> GOAL OF THE EXERCISE
Could you copy the passage on the A Haunting in Venice soundtrack, beginning at the words "2023 soundtrack album" and stopping after "September 15, 2023.", while swapping "Hollywood Records" out for "Disney Records"?
---------- GIVEN PASSAGE
Soundtrack album by Hildur Guðnadóttir
- Released: September 15, 2023
- Recorded: 2023
- Studio: Abbey Road Studios
- Genre: Film score
- Length: 34:46
- Label: Hollywood
- Producer: Hildur Guðnadóttir

Hildur Guðnadóttir chronology
| Women Talking (2022) | A Haunting in Venice (2023) | Joker: Folie à Deux (2024) |

= A Haunting in Venice (soundtrack) =

2023 soundtrack album by Hildur Guðnadóttir

A Haunting in Venice (Original Motion Picture Soundtrack) is the soundtrack album composed by Hildur Guðnadóttir for the 2023 film A Haunting in Venice by Kenneth Branagh. It was released by Hollywood Records on September 15, 2023.

== Background ==
At CinemaCon in April 2023, director Kenneth Branagh announced that composer Hildur Guðnadóttir would be scoring A Haunting in Venice, marking Hildur's first collaboration with Branagh. Hildur replaced Branagh's longtime collaborator Patrick Doyle, who had scored the film's two sequels, Murder on the Orient Express and Death on the Nile.

== Production ==
Hildur grew up reading Agatha Christie novels, and already had a "strong idea" about how she felt the genre would sound before she signed on to score the film. As the film takes place during a séance at a Halloween party, Branagh wanted his score to feel "darker and almost horror"-like.

The score heavily features strings and woodwinds, as Hildur wanted it to feel like an "organic and classical" chamber piece.
--------------------
---------- EXTRACTED INFORMATION
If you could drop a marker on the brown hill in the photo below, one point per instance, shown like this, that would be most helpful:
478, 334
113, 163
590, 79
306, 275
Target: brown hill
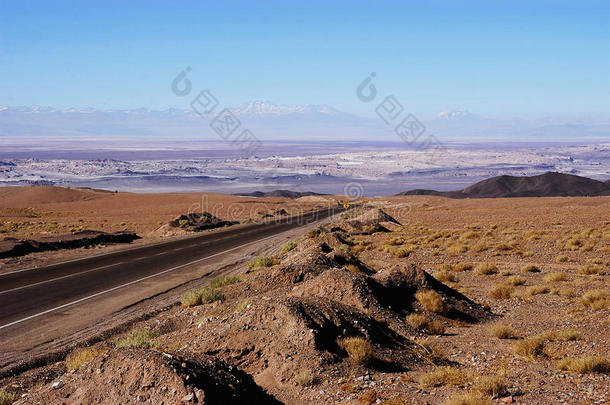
545, 185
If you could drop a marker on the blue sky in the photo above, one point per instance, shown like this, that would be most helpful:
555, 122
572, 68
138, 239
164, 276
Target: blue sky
514, 58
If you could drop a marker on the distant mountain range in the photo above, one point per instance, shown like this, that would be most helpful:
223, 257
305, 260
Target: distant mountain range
545, 185
280, 193
282, 122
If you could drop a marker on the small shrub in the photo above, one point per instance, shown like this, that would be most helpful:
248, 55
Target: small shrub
432, 349
530, 268
224, 280
585, 365
564, 292
595, 299
589, 269
535, 290
530, 347
138, 338
7, 398
516, 280
467, 399
79, 356
462, 267
562, 259
492, 385
501, 290
431, 301
260, 262
502, 331
209, 295
445, 276
191, 298
457, 249
305, 378
417, 321
358, 349
288, 246
369, 397
443, 375
485, 269
555, 276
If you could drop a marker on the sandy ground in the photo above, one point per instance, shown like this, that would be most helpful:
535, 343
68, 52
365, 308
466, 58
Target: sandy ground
29, 212
550, 256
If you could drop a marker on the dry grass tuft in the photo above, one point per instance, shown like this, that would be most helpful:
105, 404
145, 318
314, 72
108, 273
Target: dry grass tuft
467, 399
443, 375
260, 262
79, 356
502, 331
369, 397
305, 378
422, 322
139, 338
562, 259
492, 385
589, 269
555, 276
536, 290
595, 299
431, 301
516, 280
485, 269
501, 290
530, 347
7, 398
358, 349
530, 268
445, 276
585, 365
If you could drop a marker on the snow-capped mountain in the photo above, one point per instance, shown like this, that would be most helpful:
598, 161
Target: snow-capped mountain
266, 107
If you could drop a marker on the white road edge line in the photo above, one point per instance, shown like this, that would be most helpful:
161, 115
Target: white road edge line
58, 278
118, 250
134, 282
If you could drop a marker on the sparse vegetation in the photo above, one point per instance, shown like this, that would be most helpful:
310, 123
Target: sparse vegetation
203, 296
530, 347
535, 290
467, 399
562, 259
305, 378
501, 290
585, 365
595, 299
358, 349
530, 268
421, 322
288, 246
224, 281
589, 269
431, 301
82, 355
485, 269
516, 280
443, 375
138, 338
492, 385
7, 398
502, 331
260, 262
555, 277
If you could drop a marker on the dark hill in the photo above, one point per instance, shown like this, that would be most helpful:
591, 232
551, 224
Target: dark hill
545, 185
279, 193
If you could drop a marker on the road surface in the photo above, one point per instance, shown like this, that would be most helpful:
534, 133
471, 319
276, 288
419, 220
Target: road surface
29, 294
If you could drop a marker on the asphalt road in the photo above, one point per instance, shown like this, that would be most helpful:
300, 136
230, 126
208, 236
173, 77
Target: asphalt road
28, 294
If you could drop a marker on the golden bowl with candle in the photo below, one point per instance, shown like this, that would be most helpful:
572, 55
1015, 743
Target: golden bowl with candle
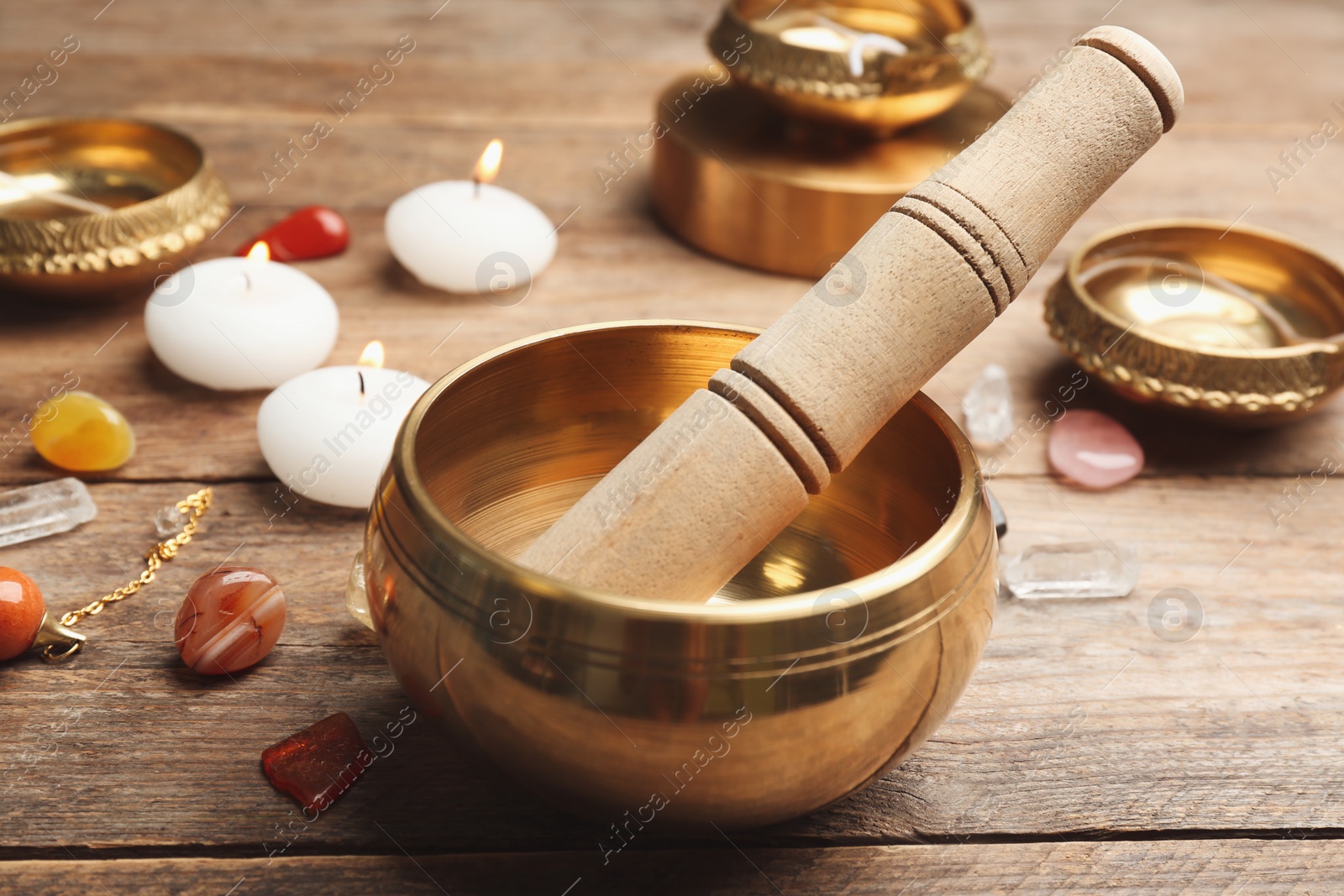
875, 65
100, 207
1227, 322
820, 667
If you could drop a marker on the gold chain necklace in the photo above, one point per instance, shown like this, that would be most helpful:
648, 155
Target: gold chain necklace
64, 644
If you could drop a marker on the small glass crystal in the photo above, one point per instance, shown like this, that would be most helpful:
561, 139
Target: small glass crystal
1079, 570
356, 593
168, 521
37, 511
988, 407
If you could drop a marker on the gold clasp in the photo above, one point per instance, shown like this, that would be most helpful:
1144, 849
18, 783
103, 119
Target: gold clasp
54, 641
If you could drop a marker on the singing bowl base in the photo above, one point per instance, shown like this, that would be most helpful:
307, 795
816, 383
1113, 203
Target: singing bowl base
743, 181
848, 641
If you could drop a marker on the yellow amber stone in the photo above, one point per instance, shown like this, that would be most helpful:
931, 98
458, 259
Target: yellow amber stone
82, 432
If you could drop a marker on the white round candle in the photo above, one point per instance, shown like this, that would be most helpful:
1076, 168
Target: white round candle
470, 238
327, 441
241, 322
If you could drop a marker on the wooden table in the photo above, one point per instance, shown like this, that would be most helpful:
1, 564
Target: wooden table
1088, 754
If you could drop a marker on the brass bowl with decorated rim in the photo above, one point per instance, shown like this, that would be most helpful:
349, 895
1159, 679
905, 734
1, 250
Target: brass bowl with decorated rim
100, 207
874, 65
1226, 322
822, 665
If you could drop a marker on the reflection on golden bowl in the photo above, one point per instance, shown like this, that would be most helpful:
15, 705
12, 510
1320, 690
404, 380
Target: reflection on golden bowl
844, 647
835, 60
160, 194
1233, 322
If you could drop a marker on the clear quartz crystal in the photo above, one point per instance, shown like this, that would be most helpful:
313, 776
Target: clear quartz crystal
37, 511
1079, 570
168, 521
988, 407
356, 593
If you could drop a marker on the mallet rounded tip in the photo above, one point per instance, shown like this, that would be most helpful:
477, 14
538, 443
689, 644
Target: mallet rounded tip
1146, 60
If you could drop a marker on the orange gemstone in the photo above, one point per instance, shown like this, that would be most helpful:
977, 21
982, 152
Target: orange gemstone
20, 613
230, 620
82, 432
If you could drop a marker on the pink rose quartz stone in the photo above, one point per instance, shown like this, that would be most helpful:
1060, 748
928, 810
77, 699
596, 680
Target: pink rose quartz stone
230, 620
1093, 450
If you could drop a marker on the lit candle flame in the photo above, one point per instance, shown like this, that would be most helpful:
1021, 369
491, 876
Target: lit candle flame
488, 165
373, 355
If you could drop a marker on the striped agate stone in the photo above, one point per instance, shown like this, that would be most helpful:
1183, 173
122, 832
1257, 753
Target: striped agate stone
230, 620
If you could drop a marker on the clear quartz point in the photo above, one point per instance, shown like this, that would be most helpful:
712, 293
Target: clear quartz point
1079, 570
356, 593
168, 521
988, 407
37, 511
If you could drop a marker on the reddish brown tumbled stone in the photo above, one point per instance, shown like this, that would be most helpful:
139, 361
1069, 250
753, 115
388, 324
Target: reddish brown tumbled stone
230, 620
319, 763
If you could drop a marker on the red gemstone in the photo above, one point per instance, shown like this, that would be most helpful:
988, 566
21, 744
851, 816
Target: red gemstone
230, 620
319, 763
309, 233
20, 613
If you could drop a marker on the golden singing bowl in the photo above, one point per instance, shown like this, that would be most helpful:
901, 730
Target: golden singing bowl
833, 653
160, 192
833, 60
1234, 324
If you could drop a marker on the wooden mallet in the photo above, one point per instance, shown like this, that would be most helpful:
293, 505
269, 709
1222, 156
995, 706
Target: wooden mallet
729, 469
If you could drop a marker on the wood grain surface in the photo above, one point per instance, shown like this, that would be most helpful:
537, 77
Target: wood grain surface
1088, 755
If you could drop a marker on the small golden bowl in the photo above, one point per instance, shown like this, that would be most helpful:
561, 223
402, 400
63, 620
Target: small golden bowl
1227, 322
160, 190
844, 644
835, 60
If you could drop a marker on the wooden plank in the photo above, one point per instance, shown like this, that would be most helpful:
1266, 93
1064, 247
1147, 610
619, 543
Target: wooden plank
1194, 868
1081, 720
--------------------
> CORRECT RESULT
2023 soundtrack album by Hildur Guðnadóttir

A Haunting in Venice (Original Motion Picture Soundtrack) is the soundtrack album composed by Hildur Guðnadóttir for the 2023 film A Haunting in Venice by Kenneth Branagh. It was released by Disney Records on September 15, 2023.